The data below is to be output in full, unchanged.

=====

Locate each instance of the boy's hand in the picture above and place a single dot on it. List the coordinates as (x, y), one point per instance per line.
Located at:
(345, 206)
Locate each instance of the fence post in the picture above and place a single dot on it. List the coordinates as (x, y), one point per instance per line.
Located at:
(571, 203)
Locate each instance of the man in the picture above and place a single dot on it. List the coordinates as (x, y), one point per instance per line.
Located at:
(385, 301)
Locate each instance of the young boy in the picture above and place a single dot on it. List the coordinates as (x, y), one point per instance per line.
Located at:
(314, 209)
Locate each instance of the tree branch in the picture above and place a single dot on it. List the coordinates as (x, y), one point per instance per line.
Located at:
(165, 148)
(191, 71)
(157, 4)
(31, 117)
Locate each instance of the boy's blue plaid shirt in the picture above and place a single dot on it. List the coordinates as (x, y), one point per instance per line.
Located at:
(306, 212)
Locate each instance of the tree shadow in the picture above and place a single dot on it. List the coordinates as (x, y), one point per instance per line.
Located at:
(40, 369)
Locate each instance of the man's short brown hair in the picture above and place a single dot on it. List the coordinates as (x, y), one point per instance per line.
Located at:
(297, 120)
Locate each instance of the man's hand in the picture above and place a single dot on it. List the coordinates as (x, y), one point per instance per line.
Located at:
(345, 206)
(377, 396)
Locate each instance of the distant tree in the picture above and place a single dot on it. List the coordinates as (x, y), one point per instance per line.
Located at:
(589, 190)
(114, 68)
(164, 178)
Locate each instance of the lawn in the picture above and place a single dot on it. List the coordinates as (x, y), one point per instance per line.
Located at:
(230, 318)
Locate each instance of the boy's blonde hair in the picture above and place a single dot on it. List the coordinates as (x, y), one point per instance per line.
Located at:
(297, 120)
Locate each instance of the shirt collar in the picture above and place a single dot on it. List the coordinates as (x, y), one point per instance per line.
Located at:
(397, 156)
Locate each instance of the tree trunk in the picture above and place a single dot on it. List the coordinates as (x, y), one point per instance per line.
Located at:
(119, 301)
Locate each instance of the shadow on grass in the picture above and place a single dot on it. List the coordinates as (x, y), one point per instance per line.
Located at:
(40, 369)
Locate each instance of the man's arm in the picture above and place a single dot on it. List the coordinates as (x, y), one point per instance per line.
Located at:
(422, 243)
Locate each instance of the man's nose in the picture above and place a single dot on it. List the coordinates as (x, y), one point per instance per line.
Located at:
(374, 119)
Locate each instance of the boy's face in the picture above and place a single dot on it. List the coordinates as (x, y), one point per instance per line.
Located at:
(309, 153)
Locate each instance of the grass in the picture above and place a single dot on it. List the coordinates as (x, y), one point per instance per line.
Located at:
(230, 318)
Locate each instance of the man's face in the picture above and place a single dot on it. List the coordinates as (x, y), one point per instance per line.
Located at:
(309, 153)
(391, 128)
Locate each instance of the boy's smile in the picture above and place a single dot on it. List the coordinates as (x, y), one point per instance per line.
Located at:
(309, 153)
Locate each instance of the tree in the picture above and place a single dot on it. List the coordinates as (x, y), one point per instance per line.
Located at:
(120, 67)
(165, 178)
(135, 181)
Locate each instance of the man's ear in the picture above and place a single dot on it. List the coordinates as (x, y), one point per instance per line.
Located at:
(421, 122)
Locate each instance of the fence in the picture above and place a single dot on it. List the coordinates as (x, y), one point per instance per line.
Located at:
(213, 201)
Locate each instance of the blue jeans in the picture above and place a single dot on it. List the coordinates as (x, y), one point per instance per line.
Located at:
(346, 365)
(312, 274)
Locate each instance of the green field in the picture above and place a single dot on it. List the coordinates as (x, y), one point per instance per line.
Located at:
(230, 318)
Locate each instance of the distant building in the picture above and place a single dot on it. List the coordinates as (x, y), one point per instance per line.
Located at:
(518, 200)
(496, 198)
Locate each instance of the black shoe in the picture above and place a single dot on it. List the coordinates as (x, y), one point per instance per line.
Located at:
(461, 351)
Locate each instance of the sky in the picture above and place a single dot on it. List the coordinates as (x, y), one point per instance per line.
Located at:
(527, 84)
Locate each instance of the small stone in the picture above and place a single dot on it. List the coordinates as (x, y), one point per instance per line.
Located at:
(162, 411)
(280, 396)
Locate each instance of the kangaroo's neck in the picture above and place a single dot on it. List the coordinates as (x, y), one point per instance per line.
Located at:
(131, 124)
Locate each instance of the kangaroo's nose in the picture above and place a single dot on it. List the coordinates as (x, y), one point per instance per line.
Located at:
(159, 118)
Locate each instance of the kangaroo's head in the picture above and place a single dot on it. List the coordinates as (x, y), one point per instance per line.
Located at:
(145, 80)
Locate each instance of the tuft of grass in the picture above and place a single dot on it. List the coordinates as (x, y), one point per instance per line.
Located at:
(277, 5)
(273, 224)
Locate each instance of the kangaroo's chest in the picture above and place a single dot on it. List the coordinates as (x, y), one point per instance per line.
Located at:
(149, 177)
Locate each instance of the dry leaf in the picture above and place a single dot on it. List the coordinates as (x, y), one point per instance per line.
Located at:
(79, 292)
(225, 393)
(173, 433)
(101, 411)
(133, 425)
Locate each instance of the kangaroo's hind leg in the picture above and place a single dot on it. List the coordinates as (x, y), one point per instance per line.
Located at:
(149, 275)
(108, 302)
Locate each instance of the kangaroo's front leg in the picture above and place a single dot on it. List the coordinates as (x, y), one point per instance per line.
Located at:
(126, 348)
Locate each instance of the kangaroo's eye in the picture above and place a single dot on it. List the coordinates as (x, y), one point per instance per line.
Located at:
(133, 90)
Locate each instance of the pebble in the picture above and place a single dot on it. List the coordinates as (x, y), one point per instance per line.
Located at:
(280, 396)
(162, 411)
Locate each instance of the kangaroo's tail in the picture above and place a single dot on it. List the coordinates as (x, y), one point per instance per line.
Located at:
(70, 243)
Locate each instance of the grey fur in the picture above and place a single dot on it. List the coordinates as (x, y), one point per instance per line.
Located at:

=====

- _EXERCISE SOLUTION_:
Locate each instance of the boy's hand in the picture above and place a single dot on it. List the coordinates as (x, y), one point per instance per line.
Located at:
(345, 206)
Locate each instance of the fence post in the picture above and place a single dot on it. List the coordinates as (x, y), one point per instance per line.
Located at:
(571, 203)
Locate each instance of the man in the picture above and place a single dot on it. List the coordinates as (x, y), one point per instance per line.
Located at:
(385, 301)
Locate each instance of the young boy in the picture above and place a single dot on it. List the coordinates as (x, y), one point per instance per line.
Located at:
(314, 209)
Locate each instance of the tree branch in the picture above and place a single dot on it. List the coordinates as (x, y), one point per instance per line.
Located at:
(165, 148)
(191, 71)
(157, 4)
(31, 117)
Locate each instance of the boy's blue plaid shirt in the picture above and place a single dot on it. List the coordinates as (x, y), one point per instance per line.
Located at:
(306, 212)
Locate each instance of the tree shadow in the picture above and place a single dot on it. List the coordinates as (x, y), one point per instance per line.
Located at:
(40, 369)
Locate each instance of the man's short brown hair in the picture above and place a single dot on it. List the coordinates as (x, y), one point per instance per line.
Located at:
(297, 120)
Locate each instance of the man's hand in the picture above and place a single dot on it. List the coordinates as (x, y), one point per instance per line.
Located at:
(345, 206)
(377, 396)
Locate each instance of the distant tree in the picture above and place a single dot on it. List the coordinates as (x, y), one point per instance per line.
Located at:
(589, 190)
(114, 68)
(164, 178)
Locate each instance of the lawn in the picture above and place a single dot on it. List the coordinates as (x, y), one point per instance per line.
Located at:
(230, 318)
Locate each instance of the boy's blonde hair in the picture above and place a single dot on it. List the coordinates as (x, y), one point per instance per line.
Located at:
(297, 120)
Locate each instance of the shirt collar in the picture above and place a single dot on it. List the coordinates as (x, y), one point per instance per line.
Located at:
(397, 156)
Locate each instance of the tree trunk in the picture above and place a single dot on it. List the coordinates as (x, y), one point per instance per line.
Located at:
(119, 301)
Locate each instance of the shadow on grass in the picture above and place a single dot on it. List the coordinates as (x, y), one point per instance per line.
Located at:
(40, 369)
Locate each instance of the man's arm in the picture above and place a single dot on it. List the coordinates as (x, y), one point per instance per line.
Located at:
(422, 243)
Locate each instance of the man's nose in the picture above and place a single dot on it. List the coordinates as (x, y), one point per instance per line.
Located at:
(374, 119)
Locate each instance of the boy's face in the picture above and place a single dot on it. List the coordinates as (x, y), one point per instance per line.
Located at:
(309, 153)
Locate each instance of the grass in the picture above and place a single dot on it. List the coordinates as (x, y), one point per instance per line.
Located at:
(230, 318)
Locate each instance of the man's face in the picture above and place a single dot on it. List the coordinates as (x, y), one point per instance per line.
Located at:
(309, 153)
(391, 128)
Locate each instance of the boy's smile in the picture above and place a single dot on it. List the coordinates as (x, y), one point per instance per line.
Located at:
(309, 153)
Locate each instance of the tree in the picture above and place a single dot on it. List the coordinates as (x, y), one point per instance per line.
Located at:
(120, 67)
(165, 178)
(135, 181)
Locate each instance of the man's ear in the picture above and place a single dot on it. List the coordinates as (x, y), one point per instance per line.
Located at:
(421, 122)
Locate each instance of the fence in the picture above and place a single dot on it. List the coordinates as (x, y), one point per instance per line.
Located at:
(213, 201)
Locate each instance of the blue jeans in the picture above and place a single dot on it. List the coordinates as (x, y), one point per instance per line.
Located at:
(346, 365)
(312, 274)
Locate each instance of the green field in the picture above and place a single dot on it. List the coordinates as (x, y), one point per instance per line.
Located at:
(230, 318)
Locate each instance of the distant building in the picture above and place a single dot on it. List the coordinates as (x, y), one point per instance per line.
Located at:
(518, 200)
(496, 198)
Locate each instance of the black shoe in the picture above and place a single dot on it. List the coordinates as (x, y), one point per instance per line.
Located at:
(461, 351)
Locate each instance of the sky in the picture above and place a single dot on it. List the coordinates as (x, y), one point per instance per line.
Located at:
(527, 84)
Locate each instance of the small stone in the picture above and place a single dot on it. List the coordinates as (x, y), one point per instance per line.
Located at:
(162, 411)
(280, 396)
Locate each instance of the kangaroo's neck in the picture above and place a single dot on it. List the coordinates as (x, y), one point per instance per line.
Located at:
(131, 124)
Locate each instance of the kangaroo's nose in the picture above and place a single dot on it. List the coordinates as (x, y), one point per instance per line.
Located at:
(159, 118)
Locate each instance of the kangaroo's head in the picture above and place a single dot on it. List the coordinates as (x, y), one point per instance per line.
Located at:
(145, 80)
Locate each instance of the tuft of grass in the picture above and place a single dot on it. List the coordinates as (x, y), one point per instance per line.
Located at:
(277, 5)
(273, 224)
Locate each instance of the kangaroo's chest in the picture above and place a single dot on it. List the coordinates as (x, y), one point per instance per line.
Located at:
(149, 177)
Locate each instance of the dry leaf in the picture above and place a single dot on it. List the coordinates as (x, y), one point per instance per line.
Located at:
(79, 292)
(225, 393)
(173, 433)
(101, 411)
(133, 425)
Locate each instance of the kangaroo's hind leg in the picture above and place a single dot on it. List the coordinates as (x, y), one point per instance per line.
Located at:
(149, 275)
(108, 302)
Locate each instance of the kangaroo's front leg in the picture above and place a single dot on it. List the coordinates as (x, y), one point per instance per line.
Located at:
(126, 348)
Locate each instance of the kangaroo's eye in the picture above and place a single dot on it. List the coordinates as (x, y), one point per instance per line.
Located at:
(133, 90)
Locate each instance of the pebble in the picture above and place a single dot on it. List the coordinates as (x, y), one point per instance per line.
Located at:
(280, 396)
(162, 411)
Locate each instance of the kangaroo's tail in the picture above and place a single dot on it. List the coordinates as (x, y), one point per instance per line.
Located at:
(70, 243)
Locate each instance of the grey fur in the picture above and place a single dot on it. List the coordinates as (x, y), one point per instance per line.
Located at:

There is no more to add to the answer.